** DATA FOR THIS EXERCISE follows **

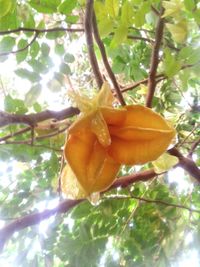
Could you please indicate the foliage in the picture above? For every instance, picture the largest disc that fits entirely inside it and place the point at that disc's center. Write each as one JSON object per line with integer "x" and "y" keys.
{"x": 38, "y": 67}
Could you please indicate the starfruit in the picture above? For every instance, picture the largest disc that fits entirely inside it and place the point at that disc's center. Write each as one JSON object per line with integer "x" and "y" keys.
{"x": 103, "y": 138}
{"x": 142, "y": 137}
{"x": 88, "y": 139}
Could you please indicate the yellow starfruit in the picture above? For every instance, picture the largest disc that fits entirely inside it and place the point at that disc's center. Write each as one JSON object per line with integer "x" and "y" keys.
{"x": 88, "y": 139}
{"x": 142, "y": 137}
{"x": 103, "y": 138}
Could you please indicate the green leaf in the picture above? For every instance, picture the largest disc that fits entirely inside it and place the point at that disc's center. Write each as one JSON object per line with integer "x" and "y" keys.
{"x": 54, "y": 85}
{"x": 105, "y": 27}
{"x": 45, "y": 6}
{"x": 10, "y": 20}
{"x": 127, "y": 14}
{"x": 33, "y": 94}
{"x": 38, "y": 66}
{"x": 69, "y": 58}
{"x": 7, "y": 43}
{"x": 59, "y": 49}
{"x": 26, "y": 74}
{"x": 54, "y": 35}
{"x": 67, "y": 6}
{"x": 171, "y": 64}
{"x": 178, "y": 31}
{"x": 14, "y": 105}
{"x": 164, "y": 163}
{"x": 139, "y": 16}
{"x": 189, "y": 5}
{"x": 120, "y": 35}
{"x": 189, "y": 55}
{"x": 112, "y": 7}
{"x": 5, "y": 7}
{"x": 45, "y": 49}
{"x": 21, "y": 56}
{"x": 65, "y": 69}
{"x": 34, "y": 49}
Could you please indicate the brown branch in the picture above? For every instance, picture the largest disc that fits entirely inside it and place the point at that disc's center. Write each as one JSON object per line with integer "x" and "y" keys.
{"x": 105, "y": 61}
{"x": 21, "y": 49}
{"x": 56, "y": 29}
{"x": 66, "y": 205}
{"x": 33, "y": 219}
{"x": 30, "y": 141}
{"x": 33, "y": 119}
{"x": 27, "y": 143}
{"x": 63, "y": 207}
{"x": 186, "y": 163}
{"x": 193, "y": 147}
{"x": 37, "y": 33}
{"x": 90, "y": 43}
{"x": 160, "y": 77}
{"x": 24, "y": 130}
{"x": 154, "y": 201}
{"x": 154, "y": 60}
{"x": 132, "y": 37}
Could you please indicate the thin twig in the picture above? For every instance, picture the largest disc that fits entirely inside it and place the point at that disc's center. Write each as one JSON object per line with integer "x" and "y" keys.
{"x": 21, "y": 49}
{"x": 41, "y": 137}
{"x": 105, "y": 61}
{"x": 155, "y": 60}
{"x": 140, "y": 38}
{"x": 160, "y": 77}
{"x": 186, "y": 163}
{"x": 56, "y": 29}
{"x": 33, "y": 119}
{"x": 193, "y": 147}
{"x": 154, "y": 201}
{"x": 32, "y": 219}
{"x": 90, "y": 44}
{"x": 24, "y": 130}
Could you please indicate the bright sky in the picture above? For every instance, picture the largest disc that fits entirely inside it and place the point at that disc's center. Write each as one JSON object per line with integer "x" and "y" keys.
{"x": 22, "y": 86}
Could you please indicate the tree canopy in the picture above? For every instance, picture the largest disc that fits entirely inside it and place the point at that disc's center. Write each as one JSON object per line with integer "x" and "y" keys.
{"x": 148, "y": 52}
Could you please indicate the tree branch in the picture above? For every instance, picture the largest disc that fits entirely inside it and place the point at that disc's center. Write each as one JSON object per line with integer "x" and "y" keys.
{"x": 63, "y": 207}
{"x": 56, "y": 29}
{"x": 105, "y": 61}
{"x": 160, "y": 77}
{"x": 90, "y": 44}
{"x": 22, "y": 49}
{"x": 33, "y": 119}
{"x": 194, "y": 146}
{"x": 186, "y": 163}
{"x": 155, "y": 201}
{"x": 155, "y": 60}
{"x": 37, "y": 33}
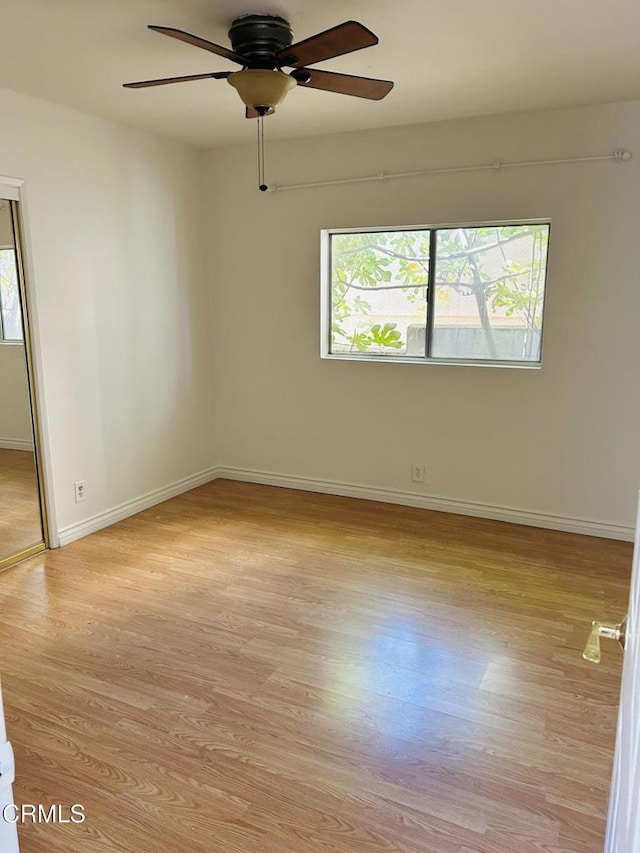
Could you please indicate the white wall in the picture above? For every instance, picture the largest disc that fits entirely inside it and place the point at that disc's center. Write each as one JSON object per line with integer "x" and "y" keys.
{"x": 122, "y": 306}
{"x": 561, "y": 441}
{"x": 15, "y": 416}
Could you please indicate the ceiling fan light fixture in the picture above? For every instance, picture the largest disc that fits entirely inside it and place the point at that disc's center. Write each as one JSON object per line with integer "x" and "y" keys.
{"x": 261, "y": 89}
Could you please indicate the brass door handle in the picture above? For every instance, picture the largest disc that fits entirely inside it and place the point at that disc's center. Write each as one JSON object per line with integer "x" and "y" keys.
{"x": 607, "y": 631}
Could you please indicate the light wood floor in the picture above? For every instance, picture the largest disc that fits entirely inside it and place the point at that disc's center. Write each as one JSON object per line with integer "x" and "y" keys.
{"x": 20, "y": 525}
{"x": 247, "y": 669}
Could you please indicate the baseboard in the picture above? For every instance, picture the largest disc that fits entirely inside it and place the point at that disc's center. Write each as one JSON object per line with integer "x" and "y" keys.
{"x": 16, "y": 444}
{"x": 128, "y": 508}
{"x": 498, "y": 513}
{"x": 512, "y": 515}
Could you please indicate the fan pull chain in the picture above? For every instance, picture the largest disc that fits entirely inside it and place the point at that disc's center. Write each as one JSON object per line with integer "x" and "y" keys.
{"x": 261, "y": 184}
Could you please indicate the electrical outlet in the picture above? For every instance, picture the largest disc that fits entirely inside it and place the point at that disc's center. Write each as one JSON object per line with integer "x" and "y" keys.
{"x": 80, "y": 491}
{"x": 418, "y": 471}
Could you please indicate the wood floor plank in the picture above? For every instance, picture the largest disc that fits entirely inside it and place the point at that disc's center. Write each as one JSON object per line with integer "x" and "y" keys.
{"x": 255, "y": 670}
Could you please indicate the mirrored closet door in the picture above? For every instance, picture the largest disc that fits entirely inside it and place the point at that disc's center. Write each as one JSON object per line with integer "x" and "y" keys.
{"x": 22, "y": 529}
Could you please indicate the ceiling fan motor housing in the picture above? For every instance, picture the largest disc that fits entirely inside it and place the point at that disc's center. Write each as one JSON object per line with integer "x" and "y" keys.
{"x": 259, "y": 38}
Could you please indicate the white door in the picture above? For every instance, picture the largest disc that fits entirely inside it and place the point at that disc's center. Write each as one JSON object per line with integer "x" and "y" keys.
{"x": 8, "y": 828}
{"x": 623, "y": 831}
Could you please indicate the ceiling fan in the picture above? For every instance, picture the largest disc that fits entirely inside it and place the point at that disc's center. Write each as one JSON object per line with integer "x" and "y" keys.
{"x": 262, "y": 45}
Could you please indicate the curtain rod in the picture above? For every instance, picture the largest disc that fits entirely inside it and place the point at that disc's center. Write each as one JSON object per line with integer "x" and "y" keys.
{"x": 619, "y": 155}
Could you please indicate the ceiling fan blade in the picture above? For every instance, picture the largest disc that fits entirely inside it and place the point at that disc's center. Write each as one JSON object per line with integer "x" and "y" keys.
{"x": 143, "y": 84}
{"x": 196, "y": 41}
{"x": 344, "y": 84}
{"x": 251, "y": 113}
{"x": 345, "y": 38}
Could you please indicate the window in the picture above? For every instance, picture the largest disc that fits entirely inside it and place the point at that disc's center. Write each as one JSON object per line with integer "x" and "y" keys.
{"x": 471, "y": 294}
{"x": 10, "y": 313}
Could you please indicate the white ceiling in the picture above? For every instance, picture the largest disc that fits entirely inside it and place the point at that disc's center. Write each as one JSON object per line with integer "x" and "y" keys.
{"x": 448, "y": 59}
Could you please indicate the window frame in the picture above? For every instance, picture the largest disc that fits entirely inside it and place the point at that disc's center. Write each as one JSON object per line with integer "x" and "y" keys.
{"x": 325, "y": 295}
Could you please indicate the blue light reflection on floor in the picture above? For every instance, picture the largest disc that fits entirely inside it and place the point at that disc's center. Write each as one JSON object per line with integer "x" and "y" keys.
{"x": 400, "y": 661}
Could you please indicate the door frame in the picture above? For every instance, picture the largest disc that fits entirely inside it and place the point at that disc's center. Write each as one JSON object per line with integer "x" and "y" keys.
{"x": 14, "y": 190}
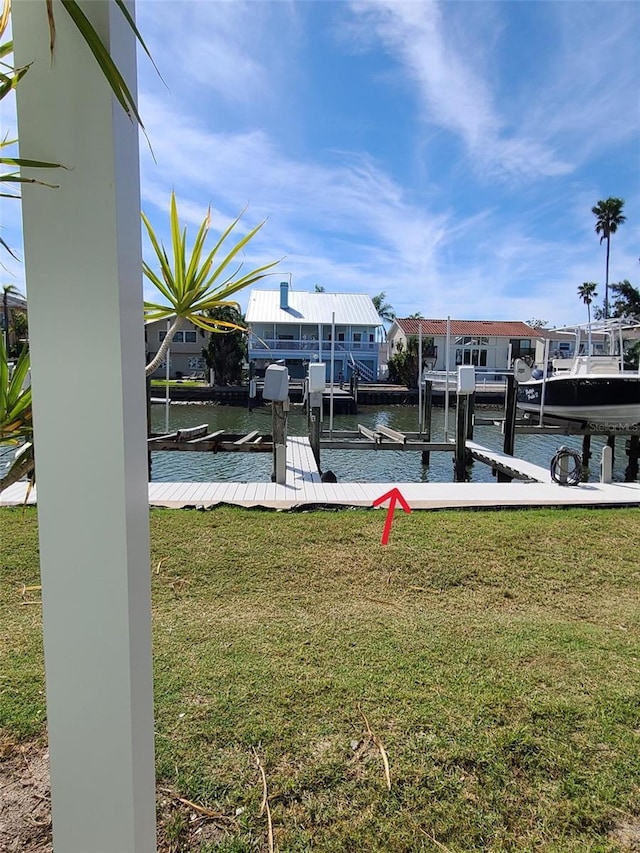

** End of DATA FOR THIS EXERCISE **

# WORK TO COMPLETE
Every line from the one with "Could you please indicate the blue" through the end of the records above belongs in the answer, copied exactly; no picture does.

# SOLUTION TO THIS TASK
Could you please indicate the blue light reflection on floor in the picture above? For every instance, picture the largest disc that fits entirely inside it and place the point at that disc's center. Write each as one JSON object per line with integer "x" and "y" keys.
{"x": 400, "y": 661}
Could you please indicate the door frame in the picture above? For every instance, picture the largest disc that fits entirely inside it and place the point at that disc's center. Write each as one JSON object per line with integer "x" and "y" keys.
{"x": 14, "y": 190}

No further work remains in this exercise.